JOB >>
Reproduce the data verbatim from the line with "Locate the stone planter" up to and including the line with "left=601, top=276, right=706, bottom=303", and output nothing else.

INPUT >>
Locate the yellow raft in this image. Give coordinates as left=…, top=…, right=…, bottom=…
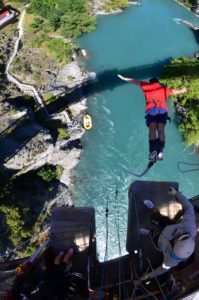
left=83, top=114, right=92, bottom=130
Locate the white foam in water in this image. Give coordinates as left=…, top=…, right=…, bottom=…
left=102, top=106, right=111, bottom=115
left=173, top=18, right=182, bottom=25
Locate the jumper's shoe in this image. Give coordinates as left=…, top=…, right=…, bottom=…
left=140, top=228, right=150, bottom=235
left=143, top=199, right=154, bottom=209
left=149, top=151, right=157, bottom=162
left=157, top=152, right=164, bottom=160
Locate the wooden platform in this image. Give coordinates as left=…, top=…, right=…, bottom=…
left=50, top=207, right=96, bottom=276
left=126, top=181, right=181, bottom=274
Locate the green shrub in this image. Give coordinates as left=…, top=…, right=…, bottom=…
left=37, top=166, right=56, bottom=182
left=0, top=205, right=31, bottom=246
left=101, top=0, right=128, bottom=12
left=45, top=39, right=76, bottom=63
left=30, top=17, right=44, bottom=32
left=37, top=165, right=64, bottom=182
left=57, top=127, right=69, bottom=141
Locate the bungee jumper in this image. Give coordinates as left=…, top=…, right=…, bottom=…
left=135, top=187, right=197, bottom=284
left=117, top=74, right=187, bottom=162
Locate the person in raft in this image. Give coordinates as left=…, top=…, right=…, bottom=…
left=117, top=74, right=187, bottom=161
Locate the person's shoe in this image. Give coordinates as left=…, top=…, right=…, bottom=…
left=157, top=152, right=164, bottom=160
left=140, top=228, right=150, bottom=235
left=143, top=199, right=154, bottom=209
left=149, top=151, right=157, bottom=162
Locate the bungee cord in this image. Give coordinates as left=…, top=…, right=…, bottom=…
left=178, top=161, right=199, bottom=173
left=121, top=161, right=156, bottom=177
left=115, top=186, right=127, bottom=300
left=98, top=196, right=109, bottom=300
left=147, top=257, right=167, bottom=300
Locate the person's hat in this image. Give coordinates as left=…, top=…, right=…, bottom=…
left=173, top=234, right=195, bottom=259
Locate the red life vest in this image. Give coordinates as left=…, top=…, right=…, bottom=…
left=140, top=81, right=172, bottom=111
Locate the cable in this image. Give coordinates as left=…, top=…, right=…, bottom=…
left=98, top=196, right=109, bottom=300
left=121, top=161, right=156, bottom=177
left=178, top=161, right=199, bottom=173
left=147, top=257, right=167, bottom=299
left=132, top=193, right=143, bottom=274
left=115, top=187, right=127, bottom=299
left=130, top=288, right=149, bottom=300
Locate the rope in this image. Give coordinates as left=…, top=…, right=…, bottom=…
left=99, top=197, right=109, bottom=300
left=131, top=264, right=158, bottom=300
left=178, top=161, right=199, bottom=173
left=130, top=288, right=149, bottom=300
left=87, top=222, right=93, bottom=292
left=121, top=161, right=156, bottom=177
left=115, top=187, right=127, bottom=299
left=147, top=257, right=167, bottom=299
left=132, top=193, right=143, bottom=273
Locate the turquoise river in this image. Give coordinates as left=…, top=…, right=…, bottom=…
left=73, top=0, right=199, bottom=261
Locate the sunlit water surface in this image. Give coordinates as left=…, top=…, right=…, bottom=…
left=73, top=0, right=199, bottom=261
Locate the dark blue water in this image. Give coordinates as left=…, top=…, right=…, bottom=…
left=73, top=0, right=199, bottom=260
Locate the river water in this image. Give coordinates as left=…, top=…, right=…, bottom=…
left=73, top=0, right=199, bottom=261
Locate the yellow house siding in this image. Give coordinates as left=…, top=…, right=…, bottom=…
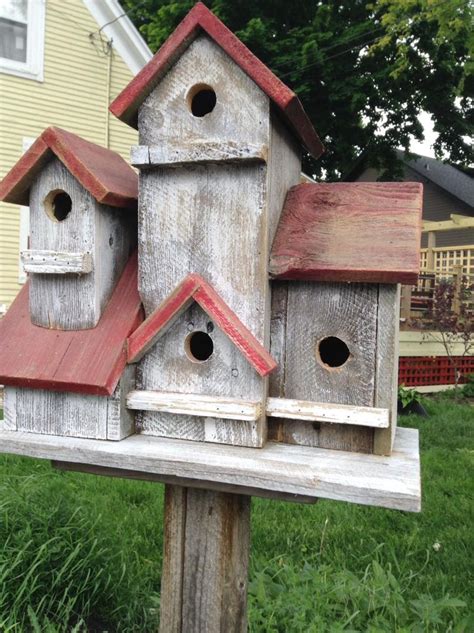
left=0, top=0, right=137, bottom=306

* * *

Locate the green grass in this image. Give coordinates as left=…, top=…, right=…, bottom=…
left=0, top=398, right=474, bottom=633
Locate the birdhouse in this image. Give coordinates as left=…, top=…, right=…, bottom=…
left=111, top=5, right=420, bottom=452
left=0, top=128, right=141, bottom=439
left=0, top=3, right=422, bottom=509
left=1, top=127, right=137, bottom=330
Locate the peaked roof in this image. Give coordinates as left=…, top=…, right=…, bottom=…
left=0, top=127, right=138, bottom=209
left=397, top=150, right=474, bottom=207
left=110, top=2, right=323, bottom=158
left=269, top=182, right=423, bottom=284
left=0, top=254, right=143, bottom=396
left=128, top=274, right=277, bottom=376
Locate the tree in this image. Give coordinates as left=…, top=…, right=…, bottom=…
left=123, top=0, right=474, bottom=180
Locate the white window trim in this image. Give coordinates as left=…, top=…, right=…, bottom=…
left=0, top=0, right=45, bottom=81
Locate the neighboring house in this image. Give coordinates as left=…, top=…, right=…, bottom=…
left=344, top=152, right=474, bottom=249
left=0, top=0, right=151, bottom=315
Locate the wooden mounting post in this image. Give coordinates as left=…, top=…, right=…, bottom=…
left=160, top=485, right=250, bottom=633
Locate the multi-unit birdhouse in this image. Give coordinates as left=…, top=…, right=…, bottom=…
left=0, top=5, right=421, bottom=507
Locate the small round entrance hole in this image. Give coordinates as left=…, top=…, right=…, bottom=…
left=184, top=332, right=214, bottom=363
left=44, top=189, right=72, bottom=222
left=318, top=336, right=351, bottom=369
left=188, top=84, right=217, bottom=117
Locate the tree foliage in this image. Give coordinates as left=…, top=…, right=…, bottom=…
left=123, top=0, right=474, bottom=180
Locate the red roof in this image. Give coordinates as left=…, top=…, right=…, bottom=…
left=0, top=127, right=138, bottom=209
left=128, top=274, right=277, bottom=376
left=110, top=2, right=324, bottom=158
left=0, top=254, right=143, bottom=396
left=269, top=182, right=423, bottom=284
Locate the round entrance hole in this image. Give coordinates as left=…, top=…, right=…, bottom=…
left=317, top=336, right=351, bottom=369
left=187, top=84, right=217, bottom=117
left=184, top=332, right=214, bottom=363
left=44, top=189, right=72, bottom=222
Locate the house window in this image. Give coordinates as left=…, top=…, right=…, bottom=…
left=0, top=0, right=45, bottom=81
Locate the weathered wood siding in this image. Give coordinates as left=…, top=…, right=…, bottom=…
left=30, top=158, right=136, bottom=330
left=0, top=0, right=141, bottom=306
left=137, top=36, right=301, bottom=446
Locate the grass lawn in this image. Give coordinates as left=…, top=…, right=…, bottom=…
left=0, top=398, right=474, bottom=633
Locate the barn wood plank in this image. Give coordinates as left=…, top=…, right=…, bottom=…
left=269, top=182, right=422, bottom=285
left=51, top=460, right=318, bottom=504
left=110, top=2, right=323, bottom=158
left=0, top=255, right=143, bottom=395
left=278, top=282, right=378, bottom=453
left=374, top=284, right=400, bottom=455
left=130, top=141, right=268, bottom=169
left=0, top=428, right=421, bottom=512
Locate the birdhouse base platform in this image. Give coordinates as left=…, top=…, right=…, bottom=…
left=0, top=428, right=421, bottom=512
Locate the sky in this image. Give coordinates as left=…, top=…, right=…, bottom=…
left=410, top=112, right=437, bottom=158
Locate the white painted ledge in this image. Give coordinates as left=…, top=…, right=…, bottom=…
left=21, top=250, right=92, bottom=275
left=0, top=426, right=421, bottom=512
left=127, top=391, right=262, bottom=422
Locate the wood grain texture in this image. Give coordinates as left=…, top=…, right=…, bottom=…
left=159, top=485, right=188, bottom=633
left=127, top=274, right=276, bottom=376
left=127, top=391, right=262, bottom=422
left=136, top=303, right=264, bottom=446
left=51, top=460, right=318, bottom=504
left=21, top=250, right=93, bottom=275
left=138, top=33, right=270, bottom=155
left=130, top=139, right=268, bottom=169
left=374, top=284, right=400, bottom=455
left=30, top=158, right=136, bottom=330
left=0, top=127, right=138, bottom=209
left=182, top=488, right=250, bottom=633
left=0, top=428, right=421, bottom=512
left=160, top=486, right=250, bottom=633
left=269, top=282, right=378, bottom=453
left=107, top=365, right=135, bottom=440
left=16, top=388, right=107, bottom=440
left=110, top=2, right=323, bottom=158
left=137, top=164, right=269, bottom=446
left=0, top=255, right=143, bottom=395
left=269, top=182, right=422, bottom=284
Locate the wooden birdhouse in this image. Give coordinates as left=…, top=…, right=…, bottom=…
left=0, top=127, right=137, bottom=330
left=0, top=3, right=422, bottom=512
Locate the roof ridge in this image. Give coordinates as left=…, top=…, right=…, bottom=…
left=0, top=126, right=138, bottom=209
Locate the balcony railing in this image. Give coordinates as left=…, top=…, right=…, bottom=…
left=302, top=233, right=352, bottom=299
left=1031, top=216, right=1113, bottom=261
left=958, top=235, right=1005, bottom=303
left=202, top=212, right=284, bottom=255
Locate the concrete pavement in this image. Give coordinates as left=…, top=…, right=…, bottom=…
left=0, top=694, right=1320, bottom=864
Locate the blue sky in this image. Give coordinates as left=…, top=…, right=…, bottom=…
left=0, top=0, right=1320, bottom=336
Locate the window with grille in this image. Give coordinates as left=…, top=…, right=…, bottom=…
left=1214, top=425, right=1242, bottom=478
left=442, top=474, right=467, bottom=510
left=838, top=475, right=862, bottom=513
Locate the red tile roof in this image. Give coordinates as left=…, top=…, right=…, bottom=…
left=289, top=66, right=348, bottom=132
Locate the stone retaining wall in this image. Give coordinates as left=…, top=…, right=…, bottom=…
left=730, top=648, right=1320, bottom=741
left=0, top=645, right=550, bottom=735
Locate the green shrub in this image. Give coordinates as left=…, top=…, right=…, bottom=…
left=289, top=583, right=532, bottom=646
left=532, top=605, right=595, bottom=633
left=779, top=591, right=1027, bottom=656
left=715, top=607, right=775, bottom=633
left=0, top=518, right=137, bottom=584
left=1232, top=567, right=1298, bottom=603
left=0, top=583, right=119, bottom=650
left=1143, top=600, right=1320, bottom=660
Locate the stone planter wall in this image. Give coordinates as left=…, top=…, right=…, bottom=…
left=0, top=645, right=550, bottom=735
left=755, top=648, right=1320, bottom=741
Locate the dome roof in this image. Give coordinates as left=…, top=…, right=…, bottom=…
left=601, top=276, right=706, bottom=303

THE COMPLETED TASK >>
Locate the stone planter wall in this image. Give coordinates as left=…, top=…, right=…, bottom=…
left=0, top=645, right=550, bottom=735
left=755, top=648, right=1320, bottom=741
Locate the dome roof in this image. Give coordinates as left=…, top=…, right=…, bottom=…
left=601, top=276, right=706, bottom=303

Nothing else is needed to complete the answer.